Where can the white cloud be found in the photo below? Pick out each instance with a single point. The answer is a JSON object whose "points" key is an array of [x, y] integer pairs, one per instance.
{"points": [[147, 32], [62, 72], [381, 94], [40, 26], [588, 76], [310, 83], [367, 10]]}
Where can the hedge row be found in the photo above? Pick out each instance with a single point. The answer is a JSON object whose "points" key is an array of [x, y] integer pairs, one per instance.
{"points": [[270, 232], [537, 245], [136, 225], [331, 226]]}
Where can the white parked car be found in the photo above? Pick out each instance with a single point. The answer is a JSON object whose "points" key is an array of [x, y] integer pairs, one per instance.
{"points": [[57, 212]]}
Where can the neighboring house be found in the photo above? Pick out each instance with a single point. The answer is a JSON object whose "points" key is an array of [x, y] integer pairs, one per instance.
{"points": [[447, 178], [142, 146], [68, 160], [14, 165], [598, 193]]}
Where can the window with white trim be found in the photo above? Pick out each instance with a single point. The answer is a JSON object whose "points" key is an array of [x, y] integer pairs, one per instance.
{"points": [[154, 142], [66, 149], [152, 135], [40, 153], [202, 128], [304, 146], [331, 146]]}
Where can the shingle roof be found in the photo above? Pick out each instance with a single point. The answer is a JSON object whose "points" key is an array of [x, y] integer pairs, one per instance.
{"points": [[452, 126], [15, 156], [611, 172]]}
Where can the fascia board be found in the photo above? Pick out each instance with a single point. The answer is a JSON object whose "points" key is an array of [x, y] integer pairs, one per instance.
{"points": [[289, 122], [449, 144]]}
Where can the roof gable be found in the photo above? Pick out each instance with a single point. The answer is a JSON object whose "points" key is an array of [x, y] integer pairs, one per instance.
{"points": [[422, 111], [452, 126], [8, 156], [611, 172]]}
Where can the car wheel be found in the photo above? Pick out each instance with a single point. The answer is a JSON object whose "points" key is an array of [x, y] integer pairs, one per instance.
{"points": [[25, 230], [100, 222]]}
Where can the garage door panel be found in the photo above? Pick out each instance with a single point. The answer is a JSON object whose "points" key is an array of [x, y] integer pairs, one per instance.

☆ ☆ ☆ ☆ ☆

■ **GOAL OF THE EXERCISE**
Set out the complete listing exactly as shown.

■ **TASK RESPONSE**
Where can the white cloud be found in the photo below? Pick out each instance with a single point. The answer is a JSON object whose "points" key is an array of [x, y] integer pairs, one per instance.
{"points": [[147, 32], [62, 72], [381, 94], [40, 26], [588, 76], [310, 83], [367, 10]]}
Where can the hedge row be found in the photo above? Pick out each instance with a single point. The answer is a JSON object whose "points" key is an array of [x, y] integer pairs, one per instance.
{"points": [[270, 232], [537, 245], [136, 225], [331, 226]]}
Where can the white parked car be found in the photo above? Pick out each instance with a single point. The answer is a JSON object whose "points" key is an array of [x, y] integer pairs, one per instance.
{"points": [[57, 212]]}
Where can the neighboring house be found in the photo above? Pick out each instance with a single point. The answer is a JSON object whose "points" key is an array of [x, y] integer pairs, one per instance.
{"points": [[447, 178], [142, 146], [68, 160], [14, 165], [598, 193]]}
Where can the window with white trim be found in the photo above? Pick out each instance with a single point. The answer is a JSON object whose "points" key is an array of [x, y] integer pairs, one per instance.
{"points": [[154, 142], [66, 149], [152, 135], [40, 153], [202, 128], [304, 146], [331, 146]]}
Where can the shingle roof be found in the photo above? Pick out each instance with a single point. The answer is a JSON object whose "points" key is an array of [x, y] integer pairs, one per instance.
{"points": [[452, 126], [15, 156], [611, 172]]}
Where can the fascia board be found in the photo above? Pick out each instance with a single point. The answer is a JSON object whose "points" key is an array of [x, y] integer pairs, one per instance.
{"points": [[289, 122], [449, 144]]}
Where can the roof gable be found in the photo above? Pick out each instance with a single point. The answer is a JSON object whose "points" key is an array of [x, y] integer pairs, one per instance.
{"points": [[422, 111], [452, 126], [8, 156], [611, 172]]}
Where can the car wheel be found in the photo above? Pick out each instance with a single point. The answer is a JSON object whose "points" key is an array of [x, y] integer pairs, one per instance.
{"points": [[25, 230], [100, 222]]}
Where can the garage door panel be found in the photo above? Pick out each instance with a single point. The answer is a JSON object whose "points" key is an array of [x, y] integer pairs, one per instance.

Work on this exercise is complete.